Provided material:
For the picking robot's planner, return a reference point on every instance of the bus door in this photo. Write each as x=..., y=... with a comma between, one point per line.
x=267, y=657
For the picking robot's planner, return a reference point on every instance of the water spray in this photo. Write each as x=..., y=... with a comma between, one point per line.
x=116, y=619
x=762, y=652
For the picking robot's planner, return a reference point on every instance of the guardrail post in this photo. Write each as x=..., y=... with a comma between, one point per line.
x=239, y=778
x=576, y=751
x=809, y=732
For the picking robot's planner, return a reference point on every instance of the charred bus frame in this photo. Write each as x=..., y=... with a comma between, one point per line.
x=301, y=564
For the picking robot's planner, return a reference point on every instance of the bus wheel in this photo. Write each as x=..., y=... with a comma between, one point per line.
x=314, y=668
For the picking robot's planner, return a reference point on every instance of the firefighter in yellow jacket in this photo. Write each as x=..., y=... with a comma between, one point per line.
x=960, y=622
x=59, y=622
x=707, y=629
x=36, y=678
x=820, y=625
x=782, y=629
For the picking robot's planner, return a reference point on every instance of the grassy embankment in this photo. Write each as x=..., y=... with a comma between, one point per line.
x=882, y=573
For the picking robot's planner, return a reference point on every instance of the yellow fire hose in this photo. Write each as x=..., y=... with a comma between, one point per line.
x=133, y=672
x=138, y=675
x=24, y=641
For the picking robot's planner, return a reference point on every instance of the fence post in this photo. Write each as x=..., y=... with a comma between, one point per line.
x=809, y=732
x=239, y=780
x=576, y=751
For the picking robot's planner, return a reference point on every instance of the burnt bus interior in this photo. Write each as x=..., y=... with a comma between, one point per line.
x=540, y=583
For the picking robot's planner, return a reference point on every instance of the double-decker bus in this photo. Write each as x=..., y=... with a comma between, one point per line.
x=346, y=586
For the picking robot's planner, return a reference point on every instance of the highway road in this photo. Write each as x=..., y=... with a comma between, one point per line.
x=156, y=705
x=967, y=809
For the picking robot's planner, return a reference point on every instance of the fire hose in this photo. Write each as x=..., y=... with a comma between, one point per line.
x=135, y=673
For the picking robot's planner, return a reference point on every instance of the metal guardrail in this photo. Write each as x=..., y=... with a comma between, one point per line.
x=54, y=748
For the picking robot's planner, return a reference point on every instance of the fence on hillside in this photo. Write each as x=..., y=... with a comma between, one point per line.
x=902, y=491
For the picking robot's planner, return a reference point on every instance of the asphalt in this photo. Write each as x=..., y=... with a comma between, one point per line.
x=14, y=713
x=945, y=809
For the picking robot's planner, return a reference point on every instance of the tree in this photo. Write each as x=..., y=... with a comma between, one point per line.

Work to be completed:
Extract, exactly as they appear, the lines from the one containing "of the metal" through the final line.

Task output:
For the picking robot's planner, return a reference point on every instance of the metal guardrail in this photo. Write each as x=..., y=... with a comma between, one point per line.
x=54, y=748
For the picking robot's planner, return a reference point on every instance of the fence on hillside in this photo. Write each as x=..., y=... with a comma between, one point per line.
x=902, y=491
For the picking robot's planner, return a reference point on every instance of the asphalt in this photo. Write each as x=..., y=... with a comma between, one point per line.
x=14, y=713
x=945, y=809
For the picking robot's planner, return a reference point on every instance of the tree in this photo. Write each as x=..., y=... with a comma between, one point per line.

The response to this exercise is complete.